**Dataset rows on where objects appear**
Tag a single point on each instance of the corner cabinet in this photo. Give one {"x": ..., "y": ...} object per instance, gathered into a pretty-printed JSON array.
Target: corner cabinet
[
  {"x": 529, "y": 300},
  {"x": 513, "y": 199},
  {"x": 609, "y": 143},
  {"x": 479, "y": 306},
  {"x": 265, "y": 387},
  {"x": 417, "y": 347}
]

**Problem requirements**
Render every line of the rows above as a JSON list of strings, one string per line, and leave out any blank lines.

**Final answer**
[
  "Tag a single point on each instance of the corner cabinet in this photo. Give one {\"x\": ..., \"y\": ...} object per instance, gathered into a pretty-printed JSON array.",
  "Target: corner cabinet",
  "[",
  "  {\"x\": 529, \"y\": 300},",
  "  {\"x\": 513, \"y\": 199},",
  "  {\"x\": 609, \"y\": 143},",
  "  {\"x\": 479, \"y\": 306},",
  "  {\"x\": 265, \"y\": 387},",
  "  {\"x\": 417, \"y\": 347}",
  "]"
]